____ TESTO FORNITO

In ogni caso è risolutivo rimarcare che la stessa rappresentanza diplomatica della Bosnia Erzegovina in Italia non ha riconosciuto come proprio connazionale l’odierno ricorrente, sicchè, di fatto, il sig. T. non risulta essere nè cittadino bosniaco nè cittadino italiano o di un altro Stato.

20. Alla luce dell’art. 1 della Convenzione di New York, ratificata in Italia con la L. n. 306 del 1962, si considera apolide “una persona che nessuno Stato considera come suo cittadino nell’applicazione della sua legislazione”. Le Sezioni Unite di questa Corte sulla base della definizione convenzionale, nella pronuncia n. 28873 del 9 dicembre 2008, hanno individuato la seguente nozione di apolide: “è apolide colui che si trova in un Paese di cui non è cittadino provenendo da altro Paese del quale ha perso formalmente o sostanzialmente la cittadinanza”.

21. Pertanto, ogni individuo che soddisfa i requisiti enunciati dalla Convenzione del 1954, così come delineati anche dalla giurisprudenza di questa Corte, è da considerarsi apolide. Non può non sottolinearsi a tal fine la natura dichiarativa e non costitutiva del riconoscimento giudiziale dello status di apolide (cfr. Cass. civ. sez. I, n. 4823 del 4 maggio 2004). In questa prospettiva, anche quando lo status di apolide non sia stato ancora oggetto di accertamento giudiziale, ma i suoi presupposti sono inequivocamente emersi dalle verifiche amministrative e documentali svolte dalle Autorità competenti, non può non riconoscersi rilievo alla condizione di un soggetto che, per citare ancora le Sezioni Unite, si trovi in un Paese di cui non è cittadino provenendo da altro Paese del quale ha perso la cittadinanza.

________

_COMPITO 1_: Trascrivi per favore il brano sull'apolidia, partendo da "21. Pertanto, ogni" e arrivando fino a "perso la cittadinanza.".
_COMPITO 2_:
Rispondi a queste domande sul testo fornito:
(a) Con quale legge è stata ratificata in Italia la Convenzione di New York?
(b) In che data le Sezioni Unite hanno emesso la pronuncia n. 28873?
(c) Quale natura ha il riconoscimento giudiziale dello status di apolide?
_COMPITO 3_: Elenca tutti gli anni menzionati nel testo fornito.

____ RECORD DEL DATASET

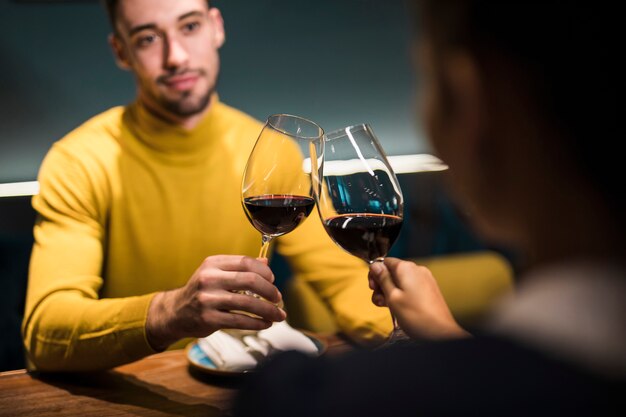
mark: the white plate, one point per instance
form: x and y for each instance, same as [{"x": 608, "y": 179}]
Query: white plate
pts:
[{"x": 199, "y": 360}]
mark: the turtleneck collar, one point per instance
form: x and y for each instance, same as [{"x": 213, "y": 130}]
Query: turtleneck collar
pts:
[{"x": 168, "y": 138}]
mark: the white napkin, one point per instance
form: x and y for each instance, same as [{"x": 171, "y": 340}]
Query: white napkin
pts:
[
  {"x": 238, "y": 351},
  {"x": 227, "y": 352},
  {"x": 281, "y": 336}
]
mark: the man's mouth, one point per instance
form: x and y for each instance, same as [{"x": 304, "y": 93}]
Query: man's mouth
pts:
[{"x": 181, "y": 82}]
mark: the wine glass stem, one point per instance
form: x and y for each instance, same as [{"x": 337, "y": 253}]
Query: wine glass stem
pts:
[{"x": 265, "y": 246}]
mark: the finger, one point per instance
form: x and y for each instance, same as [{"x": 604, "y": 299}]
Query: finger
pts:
[
  {"x": 229, "y": 320},
  {"x": 382, "y": 277},
  {"x": 248, "y": 304},
  {"x": 241, "y": 263},
  {"x": 248, "y": 281},
  {"x": 379, "y": 300}
]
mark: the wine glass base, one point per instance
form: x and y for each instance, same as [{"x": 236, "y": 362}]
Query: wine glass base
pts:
[{"x": 396, "y": 337}]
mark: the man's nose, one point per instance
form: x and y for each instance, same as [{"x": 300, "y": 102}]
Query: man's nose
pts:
[{"x": 175, "y": 53}]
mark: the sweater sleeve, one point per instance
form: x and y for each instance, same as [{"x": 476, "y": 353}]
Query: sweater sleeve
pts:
[{"x": 66, "y": 326}]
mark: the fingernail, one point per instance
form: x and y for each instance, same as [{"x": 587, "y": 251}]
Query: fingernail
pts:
[{"x": 377, "y": 268}]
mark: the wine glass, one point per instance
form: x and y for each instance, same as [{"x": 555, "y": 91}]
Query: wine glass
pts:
[
  {"x": 359, "y": 198},
  {"x": 276, "y": 191}
]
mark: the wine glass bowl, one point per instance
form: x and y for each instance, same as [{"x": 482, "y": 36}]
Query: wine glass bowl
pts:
[
  {"x": 277, "y": 192},
  {"x": 359, "y": 198}
]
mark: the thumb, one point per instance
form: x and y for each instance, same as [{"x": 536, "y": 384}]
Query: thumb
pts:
[{"x": 381, "y": 276}]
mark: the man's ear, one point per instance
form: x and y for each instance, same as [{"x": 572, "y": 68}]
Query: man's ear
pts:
[
  {"x": 466, "y": 95},
  {"x": 218, "y": 24},
  {"x": 119, "y": 52}
]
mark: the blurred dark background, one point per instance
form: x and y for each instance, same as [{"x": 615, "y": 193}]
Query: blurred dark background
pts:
[{"x": 336, "y": 62}]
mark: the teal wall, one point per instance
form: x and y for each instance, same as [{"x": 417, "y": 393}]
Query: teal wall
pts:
[{"x": 338, "y": 62}]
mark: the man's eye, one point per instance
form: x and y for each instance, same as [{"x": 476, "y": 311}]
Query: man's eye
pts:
[
  {"x": 146, "y": 40},
  {"x": 191, "y": 27}
]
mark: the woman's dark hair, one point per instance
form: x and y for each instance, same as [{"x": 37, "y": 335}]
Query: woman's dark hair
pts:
[{"x": 567, "y": 51}]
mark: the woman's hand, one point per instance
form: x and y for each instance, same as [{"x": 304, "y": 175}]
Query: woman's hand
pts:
[{"x": 413, "y": 296}]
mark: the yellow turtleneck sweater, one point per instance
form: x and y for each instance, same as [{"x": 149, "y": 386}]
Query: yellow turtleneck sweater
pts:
[{"x": 130, "y": 205}]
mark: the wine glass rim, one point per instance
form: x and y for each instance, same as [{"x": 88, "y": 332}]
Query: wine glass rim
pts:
[
  {"x": 277, "y": 115},
  {"x": 342, "y": 131}
]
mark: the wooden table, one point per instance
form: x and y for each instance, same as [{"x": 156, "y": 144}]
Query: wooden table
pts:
[{"x": 158, "y": 385}]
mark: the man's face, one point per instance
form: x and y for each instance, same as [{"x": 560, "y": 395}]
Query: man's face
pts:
[{"x": 171, "y": 46}]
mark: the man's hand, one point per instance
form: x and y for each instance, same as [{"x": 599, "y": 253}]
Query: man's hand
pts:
[
  {"x": 413, "y": 296},
  {"x": 206, "y": 302}
]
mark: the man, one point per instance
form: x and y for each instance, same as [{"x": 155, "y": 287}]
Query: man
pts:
[
  {"x": 521, "y": 100},
  {"x": 141, "y": 240}
]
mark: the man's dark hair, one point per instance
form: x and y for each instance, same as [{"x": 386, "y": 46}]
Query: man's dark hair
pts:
[
  {"x": 567, "y": 52},
  {"x": 111, "y": 9}
]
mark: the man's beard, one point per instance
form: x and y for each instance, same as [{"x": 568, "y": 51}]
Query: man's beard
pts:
[{"x": 184, "y": 107}]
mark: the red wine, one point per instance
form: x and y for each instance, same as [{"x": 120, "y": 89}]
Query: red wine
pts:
[
  {"x": 367, "y": 236},
  {"x": 277, "y": 214}
]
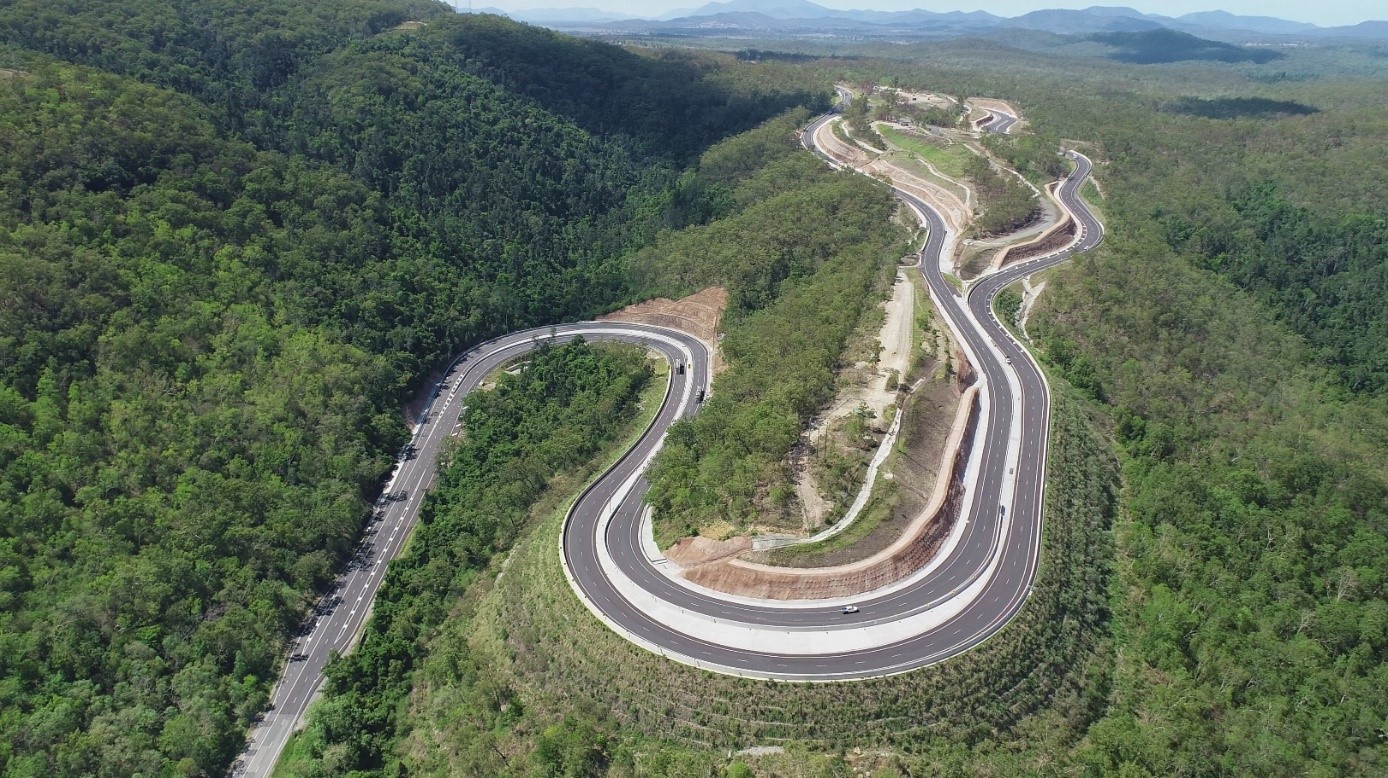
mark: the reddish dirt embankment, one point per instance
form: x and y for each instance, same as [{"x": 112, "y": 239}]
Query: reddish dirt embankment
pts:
[
  {"x": 715, "y": 565},
  {"x": 697, "y": 315}
]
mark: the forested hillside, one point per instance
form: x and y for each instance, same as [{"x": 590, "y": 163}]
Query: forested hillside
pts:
[
  {"x": 233, "y": 237},
  {"x": 1231, "y": 330}
]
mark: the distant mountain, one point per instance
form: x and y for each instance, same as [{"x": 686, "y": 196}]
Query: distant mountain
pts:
[
  {"x": 566, "y": 15},
  {"x": 1377, "y": 31},
  {"x": 1223, "y": 20},
  {"x": 1087, "y": 21},
  {"x": 773, "y": 9},
  {"x": 802, "y": 17}
]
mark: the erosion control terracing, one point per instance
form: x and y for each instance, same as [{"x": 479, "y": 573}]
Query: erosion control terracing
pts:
[{"x": 916, "y": 547}]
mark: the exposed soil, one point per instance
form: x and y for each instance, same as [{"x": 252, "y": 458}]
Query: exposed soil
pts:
[
  {"x": 1056, "y": 240},
  {"x": 930, "y": 415},
  {"x": 759, "y": 581},
  {"x": 697, "y": 315}
]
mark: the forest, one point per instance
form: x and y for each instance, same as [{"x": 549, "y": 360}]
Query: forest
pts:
[{"x": 235, "y": 237}]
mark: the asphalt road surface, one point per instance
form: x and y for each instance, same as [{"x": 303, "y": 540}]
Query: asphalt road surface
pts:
[
  {"x": 984, "y": 541},
  {"x": 1000, "y": 122}
]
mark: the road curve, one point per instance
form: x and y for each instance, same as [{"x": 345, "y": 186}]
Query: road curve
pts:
[
  {"x": 997, "y": 552},
  {"x": 998, "y": 122}
]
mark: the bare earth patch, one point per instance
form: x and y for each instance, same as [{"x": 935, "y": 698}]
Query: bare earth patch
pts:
[
  {"x": 909, "y": 552},
  {"x": 697, "y": 315}
]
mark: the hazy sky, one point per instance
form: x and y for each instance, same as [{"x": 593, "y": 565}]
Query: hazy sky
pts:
[{"x": 1327, "y": 13}]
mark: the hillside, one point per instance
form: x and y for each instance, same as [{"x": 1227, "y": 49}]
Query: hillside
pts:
[{"x": 235, "y": 237}]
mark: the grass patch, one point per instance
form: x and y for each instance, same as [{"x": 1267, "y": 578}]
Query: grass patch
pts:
[
  {"x": 877, "y": 511},
  {"x": 533, "y": 659},
  {"x": 950, "y": 160}
]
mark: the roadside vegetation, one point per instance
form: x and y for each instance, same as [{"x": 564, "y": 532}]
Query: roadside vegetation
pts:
[
  {"x": 798, "y": 261},
  {"x": 951, "y": 160},
  {"x": 532, "y": 680},
  {"x": 568, "y": 405},
  {"x": 235, "y": 237}
]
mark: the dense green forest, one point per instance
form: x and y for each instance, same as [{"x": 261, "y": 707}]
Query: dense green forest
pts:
[
  {"x": 804, "y": 244},
  {"x": 1233, "y": 330},
  {"x": 555, "y": 415},
  {"x": 235, "y": 236}
]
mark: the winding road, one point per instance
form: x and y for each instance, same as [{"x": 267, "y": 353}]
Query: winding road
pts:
[{"x": 977, "y": 587}]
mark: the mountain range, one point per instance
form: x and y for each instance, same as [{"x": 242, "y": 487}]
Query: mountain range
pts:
[{"x": 801, "y": 17}]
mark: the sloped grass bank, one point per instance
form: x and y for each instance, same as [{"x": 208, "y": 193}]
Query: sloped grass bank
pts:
[{"x": 533, "y": 667}]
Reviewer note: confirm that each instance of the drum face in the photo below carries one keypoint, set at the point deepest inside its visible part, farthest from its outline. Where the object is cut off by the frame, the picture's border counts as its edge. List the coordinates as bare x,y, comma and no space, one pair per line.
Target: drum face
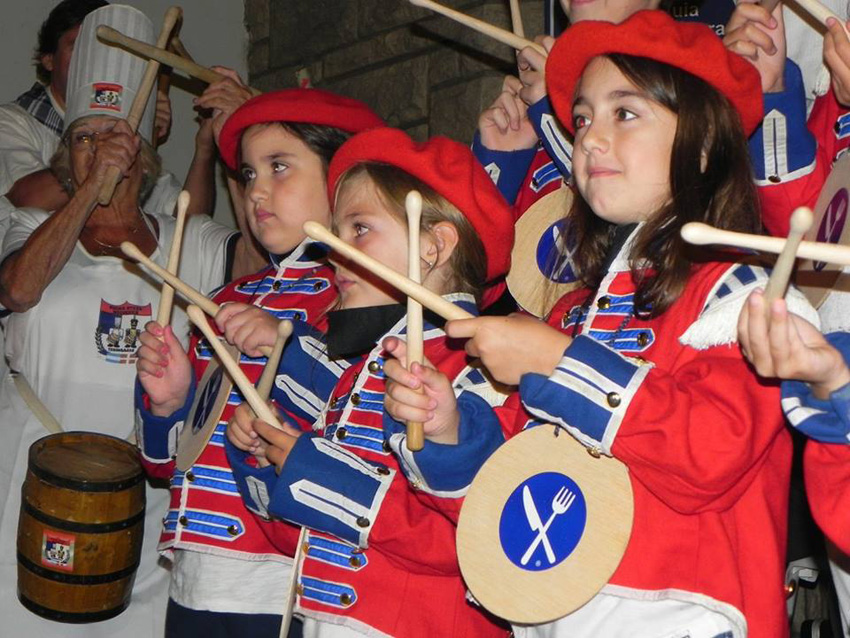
80,527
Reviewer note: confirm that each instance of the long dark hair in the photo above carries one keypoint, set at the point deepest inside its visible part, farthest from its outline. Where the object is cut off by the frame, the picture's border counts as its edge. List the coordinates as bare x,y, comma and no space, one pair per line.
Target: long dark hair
710,181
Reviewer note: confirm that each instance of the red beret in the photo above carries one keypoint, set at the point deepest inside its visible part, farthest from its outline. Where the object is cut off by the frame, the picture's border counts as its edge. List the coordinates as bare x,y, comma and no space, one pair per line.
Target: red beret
452,171
307,106
692,47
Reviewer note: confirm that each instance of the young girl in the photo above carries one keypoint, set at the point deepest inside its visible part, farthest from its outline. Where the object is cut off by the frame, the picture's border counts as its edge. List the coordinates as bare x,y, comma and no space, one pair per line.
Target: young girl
378,559
642,365
281,144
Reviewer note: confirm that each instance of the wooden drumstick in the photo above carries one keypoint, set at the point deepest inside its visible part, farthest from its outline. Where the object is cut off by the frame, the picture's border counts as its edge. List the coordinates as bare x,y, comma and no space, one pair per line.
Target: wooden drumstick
145,50
801,221
702,234
500,35
266,382
516,19
430,300
264,412
260,407
166,298
415,346
204,303
113,176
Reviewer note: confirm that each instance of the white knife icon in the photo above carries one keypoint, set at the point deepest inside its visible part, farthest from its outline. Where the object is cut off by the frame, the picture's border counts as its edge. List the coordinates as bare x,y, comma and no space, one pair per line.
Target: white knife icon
536,524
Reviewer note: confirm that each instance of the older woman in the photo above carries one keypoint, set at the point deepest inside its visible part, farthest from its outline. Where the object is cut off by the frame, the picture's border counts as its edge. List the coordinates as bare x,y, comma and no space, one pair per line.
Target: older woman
78,307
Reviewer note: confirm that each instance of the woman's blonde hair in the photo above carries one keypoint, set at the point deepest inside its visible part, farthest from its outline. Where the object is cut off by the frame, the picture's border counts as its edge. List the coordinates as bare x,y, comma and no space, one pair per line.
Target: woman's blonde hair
468,263
60,164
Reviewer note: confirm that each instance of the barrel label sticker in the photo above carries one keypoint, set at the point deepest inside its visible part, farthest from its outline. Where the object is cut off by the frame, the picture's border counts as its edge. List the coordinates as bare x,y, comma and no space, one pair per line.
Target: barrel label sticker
57,551
543,521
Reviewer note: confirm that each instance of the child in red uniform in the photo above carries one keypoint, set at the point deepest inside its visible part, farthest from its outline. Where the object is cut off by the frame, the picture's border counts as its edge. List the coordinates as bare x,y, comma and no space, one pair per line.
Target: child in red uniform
281,144
379,560
642,364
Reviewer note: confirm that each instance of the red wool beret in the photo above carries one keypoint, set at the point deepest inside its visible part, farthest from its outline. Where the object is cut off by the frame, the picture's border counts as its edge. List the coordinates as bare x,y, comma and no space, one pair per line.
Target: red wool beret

________

_RISPOSTA 1_:
21. Pertanto, ogni individuo che soddisfa i requisiti enunciati dalla Convenzione del 1954, così come delineati anche dalla giurisprudenza di questa Corte, è da considerarsi apolide. Non può non sottolinearsi a tal fine la natura dichiarativa e non costitutiva del riconoscimento giudiziale dello status di apolide (cfr. Cass. civ. sez. I, n. 4823 del 4 maggio 2004). In questa prospettiva, anche quando lo status di apolide non sia stato ancora oggetto di accertamento giudiziale, ma i suoi presupposti sono inequivocamente emersi dalle verifiche amministrative e documentali svolte dalle Autorità competenti, non può non riconoscersi rilievo alla condizione di un soggetto che, per citare ancora le Sezioni Unite, si trovi in un Paese di cui non è cittadino provenendo da altro Paese del quale ha perso la cittadinanza.

_RISPOSTA 2_:
(a) Con la L. n. 306 del 1962.
(b) Il 9 dicembre 2008.
(c) Natura dichiarativa e non costitutiva.

_RISPOSTA 3_: 1962, 2008, 1954, 2004